━━━━━ EXTRAIT DU DOCUMENT
En arrivant à proximité de “Thud Ridge”, au nord de Hanoï, la patrouille menée par Robin Olds repéra un puis plusieurs MiG-21 émergeant de la couche. En évitant soigneusement de rentrer dans le cercle infernal d’un combat tournoyant dont ils pourraient ne pas sortir vainqueurs, les pilotes de “Phantom” II engagèrent le combat.
Le premier à ouvrir le feu fut leur leader, toujours prêt à montrer l’exemple, mais qui, par sa position, fut le premier à se retrouver directement au contact de l’adversaire. Il tira deux “Sparrow” puis deux “Sidewinder” sur un MiG-21 en pure
perte. Après avoir laissé s’échapper ce premier MiG, il en avisa un second plus bas sur lequel il plongea. Il tira un nouveau “Sidewinder” qui alla frapper sa cible. L’aile du chasseur soviétique se rompit et il se transforma en boule de feu. Son ailier, “Olds 2”, le lt Wetterhahn, eut plus de réussite avec ses “Sparrow” car son deuxième toucha sa cible qui dégringola en flammes. Ce fut ensuite au tour d’“Olds 4”, le capt. Radeker, de dégager son leader en touchant un MiG avec un “Sidewinder”.
Les pilotes de l’aviation du Vietnam du Nord eurent beau prévenir leurs collègues qu’ils étaient tombés dans un traquenard, les autres patrouilles avaient décollé.
D’autre MiG furent repérés par la patrouille “Ford”. Deux filaient devant pendant qu’un troisième tentait de se glisser derrière eux pour piéger les “Phantom” II. Le capt. Raspberry, “Ford 2” raya du ciel un MiG-21 avec un “Sidewinder”.
Quatre MiG-21 tentèrent ensuite d’intercepter la patrouille “Rambler” dirigée par John Stone, initiateur de la mission. Il parvint à se mettre en position de tir et lança trois “Sparrow”. Si le premier se perdit, le second endommagea le “Fishbed” qui continua à voler quelques secondes le temps que le troisième missile l’achève. Un autre MiG fut touché sérieusement par “Rambler 2” et son pilote J. R. Gly puis “Rambler 4”, le maj. Combies, constata l’éjection du pilote du MiG sur lequel il avait lancé deux “Sparrow”. L’affrontement avait duré entre 12 et 15 minutes. Le retour à Ubon fut triomphal. Les pilotes de F- 4 se virent attribuer sept victoires sûres et aucune perte !
━━━━━━━━━━
━━━━━ DONNÉES FOURNIES
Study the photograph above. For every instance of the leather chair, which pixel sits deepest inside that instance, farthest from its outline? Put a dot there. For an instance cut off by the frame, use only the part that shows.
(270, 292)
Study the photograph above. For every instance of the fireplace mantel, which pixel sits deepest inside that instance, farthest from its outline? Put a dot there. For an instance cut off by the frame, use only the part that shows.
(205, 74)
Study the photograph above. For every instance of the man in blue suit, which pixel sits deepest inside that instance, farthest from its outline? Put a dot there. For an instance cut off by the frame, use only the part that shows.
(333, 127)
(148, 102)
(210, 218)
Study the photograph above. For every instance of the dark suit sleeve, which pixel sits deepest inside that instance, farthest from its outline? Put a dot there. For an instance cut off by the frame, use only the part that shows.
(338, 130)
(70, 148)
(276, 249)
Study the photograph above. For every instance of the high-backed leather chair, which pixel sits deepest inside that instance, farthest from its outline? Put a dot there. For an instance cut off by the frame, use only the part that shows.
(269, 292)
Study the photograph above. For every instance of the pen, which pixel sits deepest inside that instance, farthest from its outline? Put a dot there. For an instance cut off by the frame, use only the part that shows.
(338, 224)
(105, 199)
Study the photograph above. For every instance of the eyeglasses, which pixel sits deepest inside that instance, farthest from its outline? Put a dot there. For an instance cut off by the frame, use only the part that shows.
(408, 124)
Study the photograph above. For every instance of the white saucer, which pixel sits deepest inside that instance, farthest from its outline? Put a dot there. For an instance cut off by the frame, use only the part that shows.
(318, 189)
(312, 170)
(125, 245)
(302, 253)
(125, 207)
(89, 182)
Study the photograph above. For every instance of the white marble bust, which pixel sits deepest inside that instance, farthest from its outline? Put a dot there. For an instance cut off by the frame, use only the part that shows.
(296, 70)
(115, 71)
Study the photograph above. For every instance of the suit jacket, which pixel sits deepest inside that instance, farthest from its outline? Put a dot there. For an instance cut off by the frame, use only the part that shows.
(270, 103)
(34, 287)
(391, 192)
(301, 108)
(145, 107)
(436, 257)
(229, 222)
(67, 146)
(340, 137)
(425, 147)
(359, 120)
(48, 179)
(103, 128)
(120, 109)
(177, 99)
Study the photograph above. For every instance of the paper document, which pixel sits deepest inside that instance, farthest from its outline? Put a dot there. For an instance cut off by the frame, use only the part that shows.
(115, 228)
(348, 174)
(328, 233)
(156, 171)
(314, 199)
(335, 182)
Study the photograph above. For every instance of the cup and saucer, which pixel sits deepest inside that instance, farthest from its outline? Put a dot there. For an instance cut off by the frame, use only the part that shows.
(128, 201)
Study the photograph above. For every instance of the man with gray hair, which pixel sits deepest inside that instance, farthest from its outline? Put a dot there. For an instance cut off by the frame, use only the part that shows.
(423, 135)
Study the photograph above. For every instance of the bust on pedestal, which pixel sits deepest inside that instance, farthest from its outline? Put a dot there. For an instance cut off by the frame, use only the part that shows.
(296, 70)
━━━━━━━━━━
▶ CONSIGNE 1:
Selon l'extrait sur le combat aérien, combien de temps l'affrontement a-t-il duré ?
▶ CONSIGNE 2:
Reproduisez le passage de l'extrait sur le combat aérien qui va de « Les pilotes de l’aviation » jusqu'à « patrouilles avaient décollé. » inclus.

▶ PRODUCTION ATTENDUE 1:
Il a duré entre 12 et 15 minutes.

▶ PRODUCTION ATTENDUE 2:
Les pilotes de l’aviation du Vietnam du Nord eurent beau prévenir leurs collègues qu’ils étaient tombés dans un traquenard, les autres patrouilles avaient décollé.